▶ **Problem statement**
From the records below, transcribe exactly the lines that begin at the line with "One point lands on every instance of the wooden" and end at the line with "Target: pale yellow kernel", both included.

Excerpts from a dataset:
.....
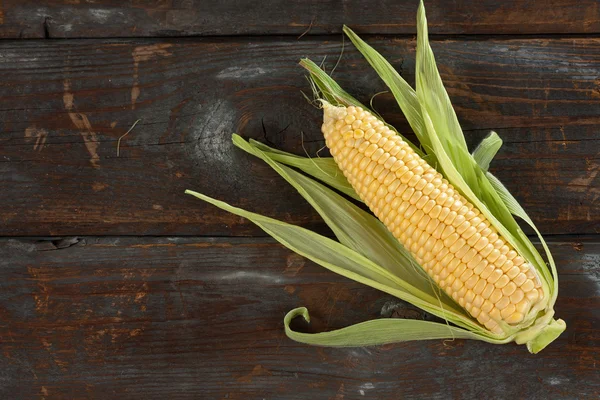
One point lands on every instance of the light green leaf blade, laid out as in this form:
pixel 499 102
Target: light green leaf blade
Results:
pixel 379 331
pixel 431 92
pixel 342 260
pixel 485 152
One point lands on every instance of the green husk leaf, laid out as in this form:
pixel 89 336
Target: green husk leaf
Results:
pixel 404 94
pixel 331 92
pixel 360 231
pixel 485 152
pixel 379 331
pixel 324 168
pixel 458 166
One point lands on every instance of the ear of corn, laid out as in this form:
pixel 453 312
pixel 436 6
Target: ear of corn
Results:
pixel 444 239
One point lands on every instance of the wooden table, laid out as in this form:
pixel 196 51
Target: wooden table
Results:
pixel 114 284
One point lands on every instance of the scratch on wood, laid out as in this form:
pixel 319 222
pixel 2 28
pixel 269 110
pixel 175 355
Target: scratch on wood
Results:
pixel 145 53
pixel 82 123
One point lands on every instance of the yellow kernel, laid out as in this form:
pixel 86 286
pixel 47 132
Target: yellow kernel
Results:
pixel 527 286
pixel 508 311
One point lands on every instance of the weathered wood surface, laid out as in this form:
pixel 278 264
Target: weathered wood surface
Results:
pixel 202 318
pixel 110 18
pixel 63 105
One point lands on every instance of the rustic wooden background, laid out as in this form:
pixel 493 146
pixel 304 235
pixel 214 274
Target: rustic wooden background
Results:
pixel 113 284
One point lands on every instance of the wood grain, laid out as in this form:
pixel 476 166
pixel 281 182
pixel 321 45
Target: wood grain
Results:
pixel 115 18
pixel 63 106
pixel 183 318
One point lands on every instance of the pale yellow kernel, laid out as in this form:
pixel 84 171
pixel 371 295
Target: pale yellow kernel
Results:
pixel 493 255
pixel 371 149
pixel 415 197
pixel 422 202
pixel 389 162
pixel 374 138
pixel 532 295
pixel 389 145
pixel 488 271
pixel 481 243
pixel 509 288
pixel 474 239
pixel 494 276
pixel 516 296
pixel 407 176
pixel 518 260
pixel 513 272
pixel 441 199
pixel 365 126
pixel 408 193
pixel 428 206
pixel 457 245
pixel 428 188
pixel 463 227
pixel 463 210
pixel 469 256
pixel 457 220
pixel 389 178
pixel 377 154
pixel 477 301
pixel 421 184
pixel 483 317
pixel 460 268
pixel 466 275
pixel 502 303
pixel 378 170
pixel 448 230
pixel 520 279
pixel 437 233
pixel 416 217
pixel 450 217
pixel 522 306
pixel 432 226
pixel 478 269
pixel 453 264
pixel 527 286
pixel 469 232
pixel 462 251
pixel 435 193
pixel 501 260
pixel 435 211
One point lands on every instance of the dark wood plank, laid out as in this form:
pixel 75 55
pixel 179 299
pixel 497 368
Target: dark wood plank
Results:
pixel 64 105
pixel 110 18
pixel 202 318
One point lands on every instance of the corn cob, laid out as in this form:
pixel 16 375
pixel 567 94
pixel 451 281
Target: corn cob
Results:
pixel 453 242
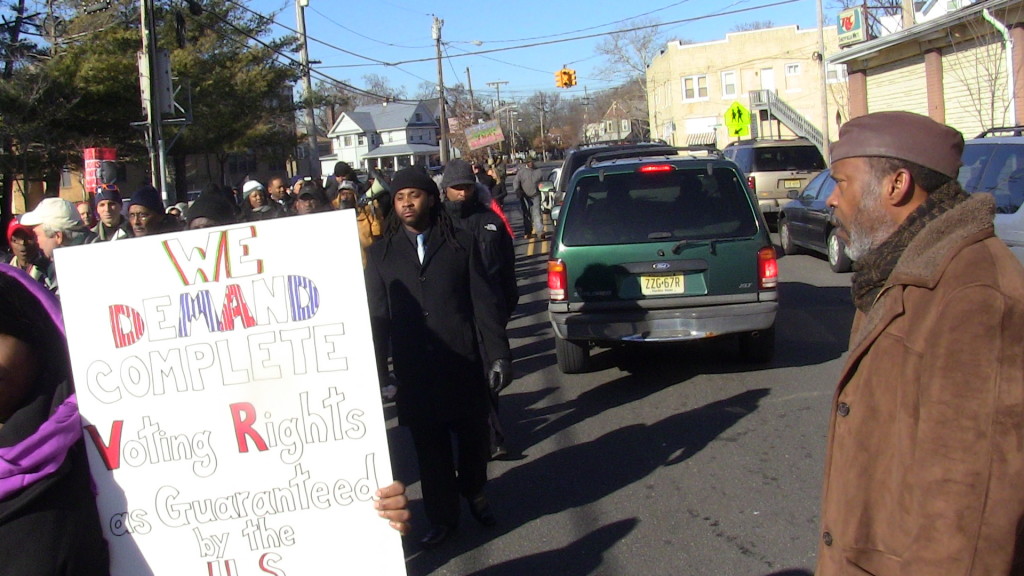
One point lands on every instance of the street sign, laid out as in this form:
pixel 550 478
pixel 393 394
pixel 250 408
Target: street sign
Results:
pixel 737 120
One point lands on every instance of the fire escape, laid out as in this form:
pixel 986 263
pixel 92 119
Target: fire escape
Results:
pixel 774 111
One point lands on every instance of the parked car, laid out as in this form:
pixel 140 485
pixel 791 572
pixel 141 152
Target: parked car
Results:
pixel 806 223
pixel 994 163
pixel 775 167
pixel 660 248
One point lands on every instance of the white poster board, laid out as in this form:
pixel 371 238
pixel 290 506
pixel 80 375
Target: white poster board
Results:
pixel 227 384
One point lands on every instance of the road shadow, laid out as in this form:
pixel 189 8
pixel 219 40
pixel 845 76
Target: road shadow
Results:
pixel 579 559
pixel 638 451
pixel 813 324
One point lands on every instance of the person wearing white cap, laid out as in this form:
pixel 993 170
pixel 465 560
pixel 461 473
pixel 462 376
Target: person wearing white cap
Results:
pixel 256 204
pixel 56 223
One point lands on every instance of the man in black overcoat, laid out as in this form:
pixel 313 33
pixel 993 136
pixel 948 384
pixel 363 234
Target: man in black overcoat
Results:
pixel 432 305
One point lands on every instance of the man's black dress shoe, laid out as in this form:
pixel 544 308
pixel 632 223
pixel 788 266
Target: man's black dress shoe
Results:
pixel 480 508
pixel 437 535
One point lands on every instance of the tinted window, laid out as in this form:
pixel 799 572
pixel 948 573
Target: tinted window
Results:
pixel 997 169
pixel 820 188
pixel 633 207
pixel 741 156
pixel 774 159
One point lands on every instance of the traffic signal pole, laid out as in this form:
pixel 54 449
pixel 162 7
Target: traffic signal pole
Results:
pixel 158 167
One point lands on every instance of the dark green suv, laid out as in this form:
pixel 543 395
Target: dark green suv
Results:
pixel 660 248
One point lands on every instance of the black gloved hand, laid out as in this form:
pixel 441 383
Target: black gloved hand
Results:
pixel 500 375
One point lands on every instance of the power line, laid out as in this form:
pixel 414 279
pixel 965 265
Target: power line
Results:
pixel 294 62
pixel 647 13
pixel 364 36
pixel 322 42
pixel 589 36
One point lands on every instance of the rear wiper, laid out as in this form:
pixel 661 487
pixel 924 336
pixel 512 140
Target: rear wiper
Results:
pixel 712 242
pixel 678 247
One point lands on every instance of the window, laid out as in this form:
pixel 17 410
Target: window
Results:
pixel 695 87
pixel 835 73
pixel 729 86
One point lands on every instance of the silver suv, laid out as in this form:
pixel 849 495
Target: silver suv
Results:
pixel 994 163
pixel 773 168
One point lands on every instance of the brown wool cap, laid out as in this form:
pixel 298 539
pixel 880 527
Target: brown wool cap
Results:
pixel 903 135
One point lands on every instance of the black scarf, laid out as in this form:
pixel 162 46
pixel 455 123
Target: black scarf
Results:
pixel 871 272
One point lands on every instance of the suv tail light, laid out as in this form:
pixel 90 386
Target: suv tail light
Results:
pixel 655 168
pixel 557 280
pixel 767 269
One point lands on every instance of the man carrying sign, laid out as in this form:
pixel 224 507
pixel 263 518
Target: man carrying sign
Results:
pixel 429 298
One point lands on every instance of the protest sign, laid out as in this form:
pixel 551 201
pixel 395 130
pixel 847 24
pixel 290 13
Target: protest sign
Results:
pixel 229 397
pixel 485 133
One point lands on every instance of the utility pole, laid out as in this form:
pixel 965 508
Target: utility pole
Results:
pixel 825 145
pixel 586 111
pixel 435 33
pixel 300 21
pixel 472 105
pixel 148 67
pixel 544 139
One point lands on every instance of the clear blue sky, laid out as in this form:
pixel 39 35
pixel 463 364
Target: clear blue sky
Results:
pixel 394 32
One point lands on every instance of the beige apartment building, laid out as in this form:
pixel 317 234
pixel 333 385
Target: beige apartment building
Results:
pixel 775 73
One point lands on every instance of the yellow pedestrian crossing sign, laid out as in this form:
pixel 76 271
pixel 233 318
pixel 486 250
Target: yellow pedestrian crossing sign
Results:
pixel 737 120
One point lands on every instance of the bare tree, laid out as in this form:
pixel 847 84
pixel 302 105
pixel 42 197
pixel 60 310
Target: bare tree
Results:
pixel 629 53
pixel 980 70
pixel 380 88
pixel 426 90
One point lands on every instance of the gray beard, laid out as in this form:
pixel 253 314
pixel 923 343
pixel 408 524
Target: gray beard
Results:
pixel 869 228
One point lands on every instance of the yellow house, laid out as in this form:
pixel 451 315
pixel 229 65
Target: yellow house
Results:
pixel 774 73
pixel 952 69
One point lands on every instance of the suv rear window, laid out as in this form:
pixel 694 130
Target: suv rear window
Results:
pixel 779 158
pixel 997 169
pixel 677 204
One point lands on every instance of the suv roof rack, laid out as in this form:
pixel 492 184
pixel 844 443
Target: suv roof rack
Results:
pixel 1003 131
pixel 654 151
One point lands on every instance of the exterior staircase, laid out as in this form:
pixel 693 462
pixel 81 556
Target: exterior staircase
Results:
pixel 778 110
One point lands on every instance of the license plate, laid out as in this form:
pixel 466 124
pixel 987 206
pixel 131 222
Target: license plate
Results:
pixel 660 285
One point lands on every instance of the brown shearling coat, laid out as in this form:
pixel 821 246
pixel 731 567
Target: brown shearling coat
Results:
pixel 925 469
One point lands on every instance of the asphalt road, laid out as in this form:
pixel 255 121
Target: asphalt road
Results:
pixel 669 460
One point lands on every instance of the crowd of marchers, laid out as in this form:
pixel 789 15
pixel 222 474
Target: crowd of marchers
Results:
pixel 439 265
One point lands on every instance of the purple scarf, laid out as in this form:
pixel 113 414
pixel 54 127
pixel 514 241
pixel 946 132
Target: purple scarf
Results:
pixel 43 452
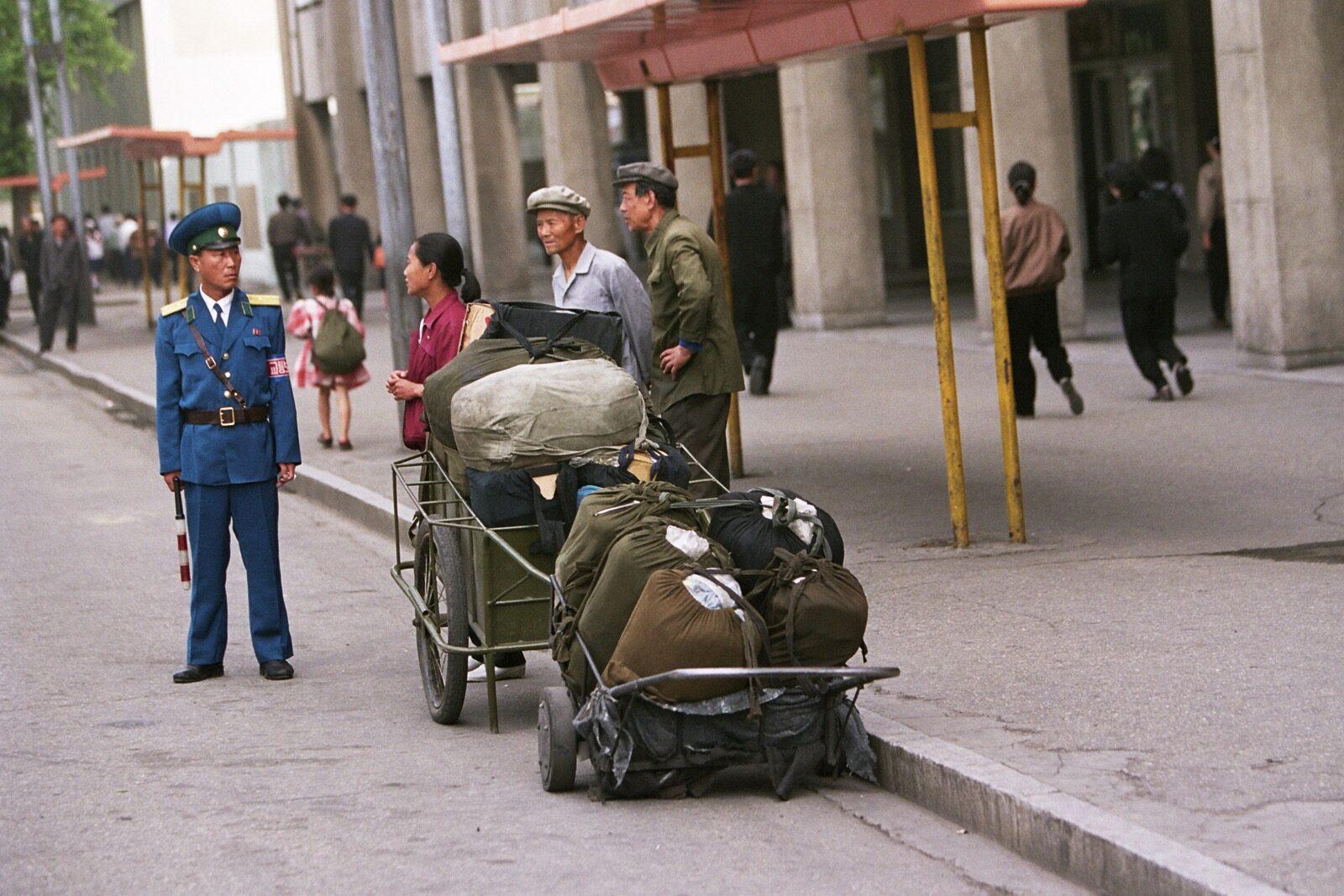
.....
▶ **Task result**
One point lands on every instance of the wooden table, laid out as in this form:
pixel 196 51
Target: wooden table
Results:
pixel 114 284
One point lands on every instance of the scratch on wood, laid out as in this form:
pixel 319 222
pixel 2 28
pixel 269 110
pixel 175 355
Target: scratch on wood
Results:
pixel 145 53
pixel 82 123
One point lands on every instance of the yellow kernel, laid out as in this form:
pixel 86 286
pixel 47 132
Target: yellow kernel
Results:
pixel 527 286
pixel 508 311
One point lands on every instance of the weathered wood surface, laid out as in this form:
pixel 278 264
Target: weathered wood surface
Results:
pixel 202 318
pixel 110 18
pixel 63 105
One point lands on every instance of the rustic wooden background, laid out as in this form:
pixel 493 146
pixel 304 235
pixel 214 274
Target: rustic wooden background
Results:
pixel 113 284
One point lands on every instance of the wood grain, laid out as in this form:
pixel 476 166
pixel 281 182
pixel 321 45
Target: wood grain
Results:
pixel 115 18
pixel 63 106
pixel 183 318
One point lands on every instance of the pale yellow kernel, laid out as in this form:
pixel 84 171
pixel 371 295
Target: pale yellow kernel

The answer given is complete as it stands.